What is expected →
Copy out all of the material below, changing "Spot" to "Locate" wherever it occurs and keeping everything else unchanged.
==*==
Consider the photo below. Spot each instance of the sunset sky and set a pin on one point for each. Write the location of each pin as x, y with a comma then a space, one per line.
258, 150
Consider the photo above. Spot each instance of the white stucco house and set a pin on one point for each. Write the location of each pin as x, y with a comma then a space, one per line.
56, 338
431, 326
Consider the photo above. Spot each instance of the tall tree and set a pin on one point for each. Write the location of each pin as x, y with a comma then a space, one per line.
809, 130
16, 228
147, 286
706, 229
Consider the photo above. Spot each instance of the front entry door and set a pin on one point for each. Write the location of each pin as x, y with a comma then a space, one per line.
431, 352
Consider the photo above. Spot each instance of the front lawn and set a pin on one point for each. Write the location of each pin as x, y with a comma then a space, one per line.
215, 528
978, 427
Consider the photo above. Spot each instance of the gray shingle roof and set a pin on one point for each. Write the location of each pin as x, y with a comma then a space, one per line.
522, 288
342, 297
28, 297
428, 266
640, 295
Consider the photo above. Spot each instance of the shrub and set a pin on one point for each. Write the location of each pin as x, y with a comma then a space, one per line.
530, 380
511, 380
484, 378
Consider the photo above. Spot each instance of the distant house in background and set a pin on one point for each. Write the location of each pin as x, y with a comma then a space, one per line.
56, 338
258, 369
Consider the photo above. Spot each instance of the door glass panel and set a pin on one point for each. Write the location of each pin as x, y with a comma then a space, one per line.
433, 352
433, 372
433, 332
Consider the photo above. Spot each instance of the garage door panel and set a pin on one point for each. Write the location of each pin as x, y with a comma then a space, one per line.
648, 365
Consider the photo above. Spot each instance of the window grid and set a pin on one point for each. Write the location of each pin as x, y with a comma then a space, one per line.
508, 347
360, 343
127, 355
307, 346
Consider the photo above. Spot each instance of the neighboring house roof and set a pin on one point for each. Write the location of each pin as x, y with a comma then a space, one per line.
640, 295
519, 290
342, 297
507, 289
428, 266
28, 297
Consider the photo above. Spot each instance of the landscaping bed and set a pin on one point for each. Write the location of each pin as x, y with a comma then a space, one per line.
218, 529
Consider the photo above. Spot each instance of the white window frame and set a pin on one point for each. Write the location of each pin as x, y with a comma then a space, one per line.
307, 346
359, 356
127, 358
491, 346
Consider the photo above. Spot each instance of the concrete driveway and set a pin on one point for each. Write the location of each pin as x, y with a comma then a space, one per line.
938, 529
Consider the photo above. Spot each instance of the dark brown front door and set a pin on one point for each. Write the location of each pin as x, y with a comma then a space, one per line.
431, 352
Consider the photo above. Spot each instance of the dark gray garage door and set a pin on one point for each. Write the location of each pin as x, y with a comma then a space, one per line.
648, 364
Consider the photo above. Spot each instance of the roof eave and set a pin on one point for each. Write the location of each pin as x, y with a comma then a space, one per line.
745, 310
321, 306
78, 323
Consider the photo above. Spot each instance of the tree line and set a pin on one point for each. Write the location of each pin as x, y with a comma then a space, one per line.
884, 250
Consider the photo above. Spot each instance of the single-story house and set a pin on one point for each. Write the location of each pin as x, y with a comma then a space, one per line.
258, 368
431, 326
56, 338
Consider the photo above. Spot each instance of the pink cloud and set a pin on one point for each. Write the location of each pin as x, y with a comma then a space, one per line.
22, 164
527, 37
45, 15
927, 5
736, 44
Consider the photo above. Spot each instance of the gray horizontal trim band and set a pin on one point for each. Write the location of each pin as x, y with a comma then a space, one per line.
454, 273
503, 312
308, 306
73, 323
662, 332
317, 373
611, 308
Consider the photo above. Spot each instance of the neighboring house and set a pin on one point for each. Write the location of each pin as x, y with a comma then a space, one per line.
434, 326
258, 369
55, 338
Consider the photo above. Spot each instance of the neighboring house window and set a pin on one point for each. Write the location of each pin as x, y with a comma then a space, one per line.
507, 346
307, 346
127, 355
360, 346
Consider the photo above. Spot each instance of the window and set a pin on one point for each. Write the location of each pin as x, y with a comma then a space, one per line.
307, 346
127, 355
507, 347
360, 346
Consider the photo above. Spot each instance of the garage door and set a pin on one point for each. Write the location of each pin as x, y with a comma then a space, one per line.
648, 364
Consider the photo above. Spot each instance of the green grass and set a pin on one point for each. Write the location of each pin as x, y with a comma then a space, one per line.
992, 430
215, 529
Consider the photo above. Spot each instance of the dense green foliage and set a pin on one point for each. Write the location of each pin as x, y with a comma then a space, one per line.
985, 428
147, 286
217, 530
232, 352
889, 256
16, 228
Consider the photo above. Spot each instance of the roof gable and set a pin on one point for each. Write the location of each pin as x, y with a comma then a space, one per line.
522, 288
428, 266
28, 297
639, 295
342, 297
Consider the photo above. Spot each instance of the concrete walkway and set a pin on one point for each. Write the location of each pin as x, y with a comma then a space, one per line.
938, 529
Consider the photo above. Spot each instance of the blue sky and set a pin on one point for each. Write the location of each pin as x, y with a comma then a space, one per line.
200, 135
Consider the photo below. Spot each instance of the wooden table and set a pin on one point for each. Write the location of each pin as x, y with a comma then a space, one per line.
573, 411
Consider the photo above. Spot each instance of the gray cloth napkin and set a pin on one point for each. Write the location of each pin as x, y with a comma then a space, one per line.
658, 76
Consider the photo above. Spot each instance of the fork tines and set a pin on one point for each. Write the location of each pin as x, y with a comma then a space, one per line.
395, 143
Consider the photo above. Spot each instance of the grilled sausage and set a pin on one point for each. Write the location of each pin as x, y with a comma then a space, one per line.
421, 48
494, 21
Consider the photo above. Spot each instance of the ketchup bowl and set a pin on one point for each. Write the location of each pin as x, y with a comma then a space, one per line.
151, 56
==*==
Solved exercise →
Consider the photo below. Locate each instance of the sunset sky and set a pin on one point for each. Write the location of each pin as x, y with a comma then a space, one per line.
258, 150
Consider the photo above. Locate each instance of the white stucco house and set a pin on one point for each. Write the location of each pin as x, y with a comma then a space, one per line.
56, 338
431, 326
Consider the photo above. Locate each instance of the tall tree and set a pin on one point for each. Write the location of each pin as x, y with a comma then a space, one per line.
809, 130
16, 228
147, 286
706, 229
Consider the photo above. Locate each instance of the front entry door and set a pin on one point for each. Write the location of each pin as x, y with a comma then a space, one per line.
431, 352
Consider the photo above. Locate each instance of the front lawn and set a pin on one point for each. Write the location of each pin as x, y with a comma then a space, one per line.
215, 528
978, 427
Consider the photo above. Locate each instance of the gray shingle roof and set a pin on one point for each. Write the location of each pin as x, y with a comma then a space, one per line.
522, 288
342, 297
28, 297
428, 266
640, 295
Consider the photo above. Locate each instance of the shrub and set a pin on one point for each. Write the location of each pin as x, y with a comma then a space, one per line.
530, 380
511, 380
484, 378
Consider the photo above. Locate each instance of the distant house in background and set a pin on one point for each. Write the location of each pin as x, y with a comma then a space, one per line.
56, 338
258, 369
Consider the photo above. Locate each instance of the door glass panel and set a pin on one point for each. Write the location of each pin as x, y with a comma then a space, one per line.
433, 352
433, 372
433, 332
Consider the photo above. Locate each instance of the garage door panel and set a pin on one point for each. Write the location of each pin as x, y with a comma then a space, one per line.
648, 365
Consider the photo above. Locate each instance of the window grid and set a pin on one point for each. Write the location of each pin as x, y with a comma then a space, one per line.
508, 347
360, 343
127, 355
307, 346
Consider the photo above. Locate each instance of the neighboring house roof and set a pin on one point for each. Write the location of each pin as x, y with a comma then a space, one per line.
640, 295
519, 290
342, 297
507, 289
428, 266
28, 297
Consider the photo above. Locate each instance of the landscaping bed and set a pin on one point for each. Write the location of each pin as x, y with a comma then a space, one per line.
218, 529
Consider the photo above. Locate each instance of the white window frame and set a pin on one point for each. Write the location of each pin as x, y with a comma then a space, one per line.
307, 346
359, 356
127, 358
491, 346
Consider the photo above. Locate each instance of the concrete driveway and set a pin on one point for each. Write the location of each pin as x, y with a comma then a space, one per line.
938, 529
Consider the photo above. Locate each instance of the dark brown front door and set a pin on one point for each. Write the location of each pin as x, y with a comma then a space, one per line.
431, 352
Consider the photo above. Locate each instance of the dark gray garage door and set a pin on one point for each. Write the location of each pin as x, y with a comma then a space, one per line.
648, 364
Consider the photo above. Locate each instance of the roof eave and set a pin on one point for each. Write the location of each pin as x, y with a comma then a space, one per line.
745, 310
321, 306
78, 323
Consider the photo above. Locate each instance of the tree line and set a pin on one point for each. Write the location of each pin as x, y with a comma then a space, one per line.
884, 250
Consider the photo above. Locate each instance of the single-story house and set a pin on one point for each. Write the location of each pin as x, y with a comma then a space, one per line.
258, 368
431, 326
56, 338
Consider the photo above. Locate each instance of the pink cloud and set a pin on one point for each. Write the location of each pin as x, y with a comma then a space, one per line.
22, 164
527, 37
45, 15
927, 5
736, 44
Consider the photo above. Locate each instance of the gray horizontal trim band and set a pin on one point for each. Write the location of each pin as x, y with a comma then a space, one per line.
454, 273
503, 312
308, 306
73, 323
662, 332
317, 373
611, 308
Consider the photo above. Locate each instance of the neighboring house and set a pin on one point for each. Write the location of each pin as x, y with a comma then a space, one per line.
434, 326
258, 369
55, 338
Consider the photo above. Locate each instance of the neighboring house window and set a pin on one point for each. Write the location of each pin as x, y with a comma then a space, one per line.
507, 346
307, 346
127, 355
360, 346
Consider the photo above. Locate each instance of the window and set a pin on one point for each. Write the location of each pin as x, y with a comma then a space, one per line.
307, 346
127, 355
507, 347
360, 346
Consider the photo above. Locate each instance of the garage door and set a pin on one point for each. Write the location of each pin as x, y with a comma then a space, one per line.
648, 364
Consider the photo above. Locate each instance of the green grass and set a pin on one point for each. Write the location of each pin as x, y with a comma then a space, one per line.
992, 430
215, 529
Consider the photo above. Locate each instance of the dense green foliage and set a pin on one point for each. Write the location of each pin as x, y with a comma then a space, one per line.
985, 428
147, 286
217, 530
232, 352
889, 256
16, 228
Consider the photo above. Locate each instance of the roof gable and set a pin on one point for each. Write the location of each pin as x, y with a comma then a space, one per line.
522, 288
428, 266
28, 297
639, 295
342, 297
Consider the photo above. Locate each instance of the concrete walkway and set a pin on one point for each. Write the location of each pin as x, y with a comma then a space, one per line.
938, 529
Consider the photo above. Locate each instance of the blue sky and set a pin on one point for each. Write the location of each pin as x, y with a comma then a space, one per line.
200, 135
Consider the photo below. Locate each instance of the wooden table and set a pin on one point for each. Write the location of each pin as x, y with a comma then a space, one per line.
573, 411
Consider the photo above. Locate each instance of the gray cloth napkin and set a pin on one point for each. Write the location of each pin as x, y with a comma then a space, one per line.
658, 76
Consider the photo above. Locate each instance of the fork tines and set a pin on one point for each. Write the location of each pin as x, y with a comma then a space, one per line.
395, 143
Consider the photo above. Locate each instance of the grilled sausage and set a pin on one point for each. Write the location of each pin as x, y with a comma then a space, one per line.
421, 48
494, 21
Consider the photo above. Locate each instance of the ketchup bowl and set a pin on one point for each. Write the location of each pin as x, y with a comma then a space, one per line.
151, 56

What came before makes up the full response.